§ PROBLEM TO WORK ON
Nothing in the records below should be altered in the copy, although the pictures must be left out.

§ GIVEN DATA
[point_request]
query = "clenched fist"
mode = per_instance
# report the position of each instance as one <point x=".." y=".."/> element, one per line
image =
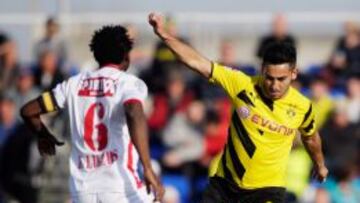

§ SOLUTION FOR THIS TASK
[point_request]
query = "clenched fist"
mode = per_instance
# report the position of each instance as one <point x=".." y=".."/> element, one per line
image =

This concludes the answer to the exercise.